___ Supplied records ___

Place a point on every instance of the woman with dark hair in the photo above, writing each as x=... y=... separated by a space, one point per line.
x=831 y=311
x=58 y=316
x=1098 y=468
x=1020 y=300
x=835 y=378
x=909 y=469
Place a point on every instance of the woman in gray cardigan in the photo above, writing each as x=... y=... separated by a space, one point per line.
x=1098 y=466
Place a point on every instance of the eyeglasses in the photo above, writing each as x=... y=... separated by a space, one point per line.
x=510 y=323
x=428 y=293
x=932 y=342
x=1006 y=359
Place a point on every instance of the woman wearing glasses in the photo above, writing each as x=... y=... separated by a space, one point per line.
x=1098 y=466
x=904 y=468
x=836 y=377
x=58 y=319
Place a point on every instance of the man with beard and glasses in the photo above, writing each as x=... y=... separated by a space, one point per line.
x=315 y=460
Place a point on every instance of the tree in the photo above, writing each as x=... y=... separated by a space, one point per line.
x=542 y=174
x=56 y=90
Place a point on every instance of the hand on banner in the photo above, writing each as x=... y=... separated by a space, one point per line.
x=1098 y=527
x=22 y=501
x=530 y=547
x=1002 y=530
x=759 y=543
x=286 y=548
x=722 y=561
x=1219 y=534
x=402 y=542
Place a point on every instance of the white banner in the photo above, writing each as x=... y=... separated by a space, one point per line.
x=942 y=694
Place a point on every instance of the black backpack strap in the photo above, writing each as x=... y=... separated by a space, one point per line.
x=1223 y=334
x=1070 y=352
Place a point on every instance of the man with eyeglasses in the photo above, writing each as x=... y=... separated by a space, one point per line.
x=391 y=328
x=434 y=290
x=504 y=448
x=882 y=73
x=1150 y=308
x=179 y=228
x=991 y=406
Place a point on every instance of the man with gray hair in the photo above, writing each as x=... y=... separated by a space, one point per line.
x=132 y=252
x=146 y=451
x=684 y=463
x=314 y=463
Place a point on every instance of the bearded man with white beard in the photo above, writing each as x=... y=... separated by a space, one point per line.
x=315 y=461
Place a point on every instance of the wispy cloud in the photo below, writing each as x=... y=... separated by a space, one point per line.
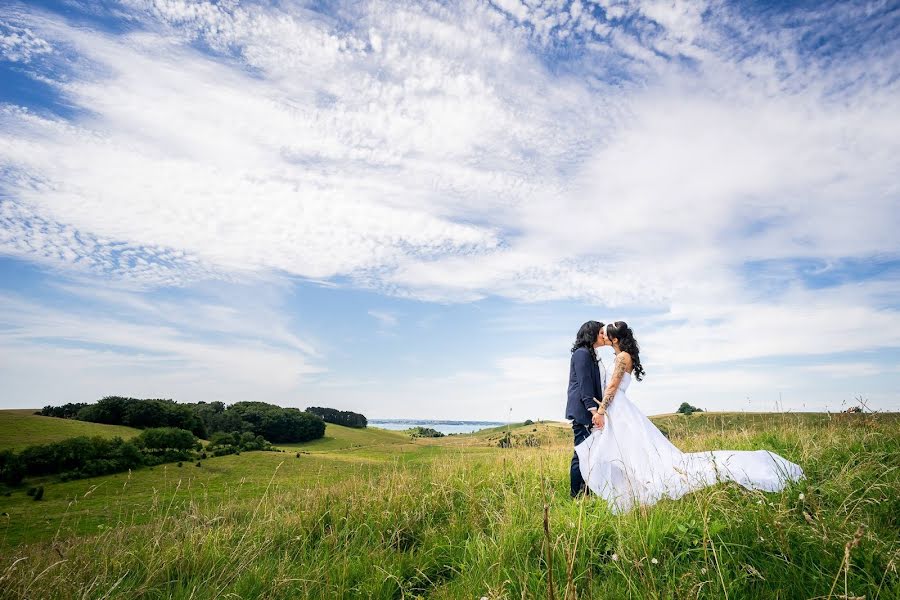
x=634 y=155
x=384 y=318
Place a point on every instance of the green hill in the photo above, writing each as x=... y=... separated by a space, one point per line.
x=21 y=427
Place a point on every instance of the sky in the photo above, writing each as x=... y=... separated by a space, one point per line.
x=407 y=209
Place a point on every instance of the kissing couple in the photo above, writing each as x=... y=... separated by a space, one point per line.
x=621 y=456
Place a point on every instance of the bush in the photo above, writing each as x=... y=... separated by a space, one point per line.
x=167 y=438
x=687 y=409
x=424 y=432
x=12 y=468
x=66 y=411
x=221 y=444
x=72 y=458
x=339 y=417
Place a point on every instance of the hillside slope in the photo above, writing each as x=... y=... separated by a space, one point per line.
x=21 y=427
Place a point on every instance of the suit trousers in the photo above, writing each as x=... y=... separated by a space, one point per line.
x=582 y=432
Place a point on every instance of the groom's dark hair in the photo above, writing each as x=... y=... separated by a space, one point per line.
x=587 y=337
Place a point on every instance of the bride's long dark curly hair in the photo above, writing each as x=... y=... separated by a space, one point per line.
x=587 y=337
x=622 y=332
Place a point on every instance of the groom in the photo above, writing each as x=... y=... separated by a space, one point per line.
x=586 y=384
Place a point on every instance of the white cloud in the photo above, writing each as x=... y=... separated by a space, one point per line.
x=385 y=319
x=194 y=349
x=433 y=152
x=20 y=44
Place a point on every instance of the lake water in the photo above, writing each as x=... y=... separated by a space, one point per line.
x=445 y=427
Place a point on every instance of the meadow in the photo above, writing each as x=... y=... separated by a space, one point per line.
x=374 y=514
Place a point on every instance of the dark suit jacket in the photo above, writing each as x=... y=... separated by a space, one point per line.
x=584 y=386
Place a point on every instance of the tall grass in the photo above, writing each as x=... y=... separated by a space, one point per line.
x=473 y=524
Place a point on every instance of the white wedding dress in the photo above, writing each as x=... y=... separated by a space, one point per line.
x=630 y=462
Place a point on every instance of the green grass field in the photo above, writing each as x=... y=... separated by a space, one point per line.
x=373 y=514
x=20 y=428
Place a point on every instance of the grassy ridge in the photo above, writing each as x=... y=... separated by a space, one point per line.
x=448 y=519
x=20 y=428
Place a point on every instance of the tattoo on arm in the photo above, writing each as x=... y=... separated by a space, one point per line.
x=614 y=381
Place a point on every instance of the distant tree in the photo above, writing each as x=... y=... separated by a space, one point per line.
x=339 y=417
x=424 y=432
x=277 y=424
x=77 y=457
x=66 y=411
x=134 y=412
x=12 y=468
x=164 y=438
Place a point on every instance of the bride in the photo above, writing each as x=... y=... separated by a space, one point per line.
x=627 y=461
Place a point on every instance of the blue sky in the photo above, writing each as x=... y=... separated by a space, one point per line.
x=408 y=208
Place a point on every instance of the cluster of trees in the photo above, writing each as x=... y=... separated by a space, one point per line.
x=133 y=412
x=274 y=423
x=339 y=417
x=424 y=432
x=170 y=433
x=90 y=456
x=234 y=443
x=66 y=411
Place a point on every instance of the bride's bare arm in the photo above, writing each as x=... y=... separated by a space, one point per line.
x=622 y=365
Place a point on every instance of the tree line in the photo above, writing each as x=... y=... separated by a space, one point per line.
x=84 y=456
x=340 y=417
x=274 y=423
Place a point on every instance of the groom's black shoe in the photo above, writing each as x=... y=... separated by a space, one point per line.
x=578 y=486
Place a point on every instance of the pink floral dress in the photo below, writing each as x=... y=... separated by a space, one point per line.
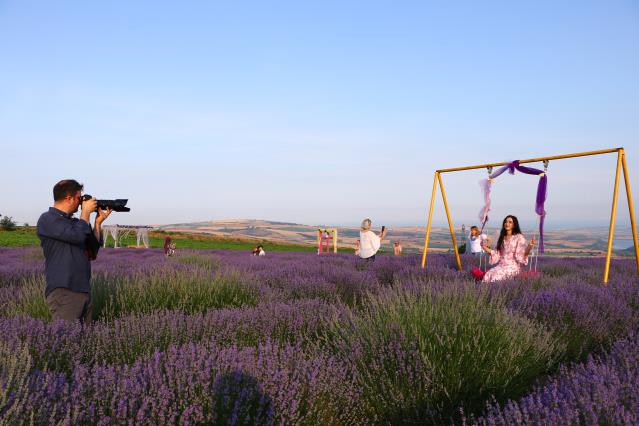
x=509 y=261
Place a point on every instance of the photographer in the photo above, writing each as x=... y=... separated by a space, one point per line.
x=69 y=244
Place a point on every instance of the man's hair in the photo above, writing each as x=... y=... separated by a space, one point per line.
x=66 y=187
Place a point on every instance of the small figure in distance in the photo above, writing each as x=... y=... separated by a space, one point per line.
x=369 y=241
x=169 y=247
x=511 y=252
x=397 y=248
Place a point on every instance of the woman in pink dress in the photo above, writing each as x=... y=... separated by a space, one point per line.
x=511 y=252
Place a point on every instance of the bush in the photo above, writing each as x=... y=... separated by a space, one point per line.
x=7 y=223
x=190 y=291
x=420 y=355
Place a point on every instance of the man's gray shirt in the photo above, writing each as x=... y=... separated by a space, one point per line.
x=68 y=244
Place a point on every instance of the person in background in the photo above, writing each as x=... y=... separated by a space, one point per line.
x=397 y=248
x=167 y=246
x=69 y=245
x=475 y=241
x=511 y=252
x=369 y=241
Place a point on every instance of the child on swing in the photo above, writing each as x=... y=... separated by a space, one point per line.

___

What the task requires | Exactly reproduce the entries above, minus the pictures.

Response area |
Place a point on every instance of the woman with dark hair in the photo above, writing each as x=... y=... separated by a space, one point per line.
x=831 y=311
x=58 y=316
x=1098 y=468
x=1020 y=300
x=835 y=378
x=909 y=469
Place a point on every instance of the woman in gray cardigan in the photo above, writing each as x=... y=... separated by a space, one point per line.
x=1098 y=466
Place a point on every instance of the eyeglasses in the photo above, writing each as x=... y=... separated by a space, one point per line.
x=510 y=323
x=428 y=293
x=932 y=342
x=1006 y=359
Place a point on every instance of the woman wearing glasses in the photo above, writing each as x=... y=... separated by a space, one point per line.
x=1098 y=466
x=904 y=468
x=836 y=377
x=58 y=319
Place a point on every instance of the man with beard and glasses in the photo above, writing each as x=... y=... separated by a space, one point per line.
x=315 y=460
Place a point on every instance of the tree in the photo above, writing each as x=... y=... separated by a space, one point per line.
x=542 y=174
x=56 y=90
Place a point on every instance of the hand on banner in the photo above, writing each as x=... y=... separated by a space, one point per line.
x=1098 y=527
x=22 y=501
x=530 y=547
x=1002 y=530
x=759 y=543
x=286 y=548
x=722 y=561
x=1219 y=534
x=402 y=542
Place a point on every instance of the white banner in the photo above, writing each as x=... y=... separated by a space, one point per line.
x=942 y=694
Place a point on every instance of the black backpack strap in the photo above, writing each as x=... y=... separated by a space, one point per line.
x=1223 y=334
x=1070 y=352
Place a point on every instance of the man with eyeglasses in the photo above, writing each as x=... y=... separated by a space, one point per line.
x=391 y=328
x=434 y=290
x=504 y=448
x=882 y=73
x=1150 y=308
x=179 y=228
x=991 y=406
Place a point on every instance of the man with gray hair in the photo above, writing each as x=... y=... separated by a space, one point per line.
x=132 y=252
x=146 y=451
x=684 y=463
x=314 y=463
Place a point on every instance of the bearded man with white beard in the photo above, writing each as x=... y=... separated by a space, one point per line.
x=315 y=461
Place a point on every instance of the wispy cloud in the photo below, writing each as x=... y=... separated by a space, one point per line.
x=634 y=155
x=384 y=318
Place a point on every instance of the green hill in the photo above, writing each as x=... y=... separated by a space, one point per line.
x=21 y=427
Place a point on every instance of the sky in the photo above, writing each as x=... y=... separated by a space, one point per line.
x=407 y=209
Place a point on every instance of the kissing couple in the photo above, writing each as x=... y=... separated by a space, one point per line.
x=621 y=456
Place a point on every instance of the bush in the photo above, writing each as x=... y=... separated by a space, one point per line.
x=167 y=438
x=687 y=409
x=424 y=432
x=12 y=468
x=66 y=411
x=221 y=444
x=72 y=458
x=339 y=417
Place a point on every instance of the hillside slope in the photo above, writing each as x=... y=... separated by a space, one point per line.
x=21 y=427
Place a point on every instance of the suit trousers in the photo above, writing each as x=... y=... separated by a space, one point per line.
x=582 y=432
Place a point on every instance of the groom's dark hair in the photo above, writing each as x=... y=... separated by a space, one point per line.
x=587 y=337
Place a point on every instance of the bride's long dark curly hair in the photo above, writing each as x=... y=... separated by a space, one point per line.
x=587 y=337
x=622 y=332
Place a point on every instance of the groom in the photo above, writing each as x=... y=... separated by a space, one point per line.
x=586 y=384
Place a point on every instance of the white cloud in the photo above, writing each as x=... y=... separated by a space, one point per line.
x=385 y=319
x=194 y=349
x=433 y=152
x=20 y=44
Place a point on every instance of the lake water in the photo above, writing each as x=... y=... separated by a space, one point per line.
x=445 y=427
Place a point on every instance of the meadow in the photo above, writing each as x=... y=... separated by a space, one point per line.
x=374 y=514
Place a point on every instance of the dark suit jacket in the photo above, writing each as x=... y=... separated by a space, one point per line.
x=584 y=386
Place a point on every instance of the tall grass in the photo above, writing each as x=... y=... separated by a space, one point per line.
x=473 y=524
Place a point on every instance of the white wedding dress in the photo above, writing each as x=... y=... separated by a space, one point per line.
x=630 y=462
Place a point on every instance of the green grass field in the photo above, writing each as x=... y=... separated by a space, one point per line.
x=373 y=514
x=20 y=428
Place a point on every instance of the grassy ridge in the photo above, writing each as x=... y=... separated by a space, one point per line.
x=448 y=519
x=20 y=428
Place a point on every instance of the tattoo on arm in the photo above, writing each as x=... y=... separated by a space, one point per line.
x=614 y=381
Place a point on every instance of the distant tree in the photo above, writing each as x=... y=... separated by a space, one point per line.
x=339 y=417
x=424 y=432
x=277 y=424
x=77 y=457
x=66 y=411
x=134 y=412
x=12 y=468
x=164 y=438
Place a point on every instance of the bride in the photo above, writing each as x=... y=... separated by a space, one point per line.
x=627 y=461
Place a point on every instance of the blue sky in the photo above, writing each as x=... y=... separated by a space, one point per line.
x=408 y=208
Place a point on every instance of the cluster of trees in the photo above, writing each as x=... y=... separated by a space, one point per line.
x=133 y=412
x=274 y=423
x=339 y=417
x=424 y=432
x=170 y=433
x=90 y=456
x=234 y=443
x=66 y=411
Place a point on every instance of the bride's bare arm in the photo above, writing each as x=... y=... separated by a space, one point per line.
x=622 y=365
Place a point on every instance of the tree line in the photo above, writing each as x=... y=... separated by a space, one point per line.
x=84 y=456
x=340 y=417
x=274 y=423
Place a point on every instance of the groom's black shoe in the photo above, writing each as x=... y=... separated by a space, one point per line.
x=578 y=486
Place a point on every instance of the pink floral dress in the photo below, writing each as x=... y=... separated by a space, one point per line.
x=509 y=261
Place a point on every instance of the photographer in the photo above, writing each as x=... y=... separated by a space, one point per line.
x=69 y=244
Place a point on every instance of the man's hair in the photo above, writing each as x=... y=... separated by a space, one point per line.
x=66 y=187
Place a point on every instance of the small figure in distance in the photo above, writing each as x=... y=... separated by a space, one point per line.
x=369 y=241
x=169 y=247
x=511 y=252
x=397 y=248
Place a point on every instance of the woman in pink dress in the photo above, writing each as x=... y=... separated by a space, one point per line.
x=511 y=252
Place a point on every instance of the bush in the photo above, writing each as x=... y=... separated by a space, one point per line.
x=7 y=223
x=190 y=291
x=420 y=355
Place a point on every instance of the man's gray shirt in the photo above, writing each as x=... y=... separated by a space, one point per line.
x=68 y=244
Place a point on every instance of the person in background in the photo above, writing each as x=... y=... separated by a space, one point per line.
x=397 y=248
x=167 y=246
x=69 y=245
x=475 y=241
x=511 y=252
x=369 y=241
Place a point on every instance of the child on swing in the photo above, writing each as x=... y=... separated by a space, one point per line.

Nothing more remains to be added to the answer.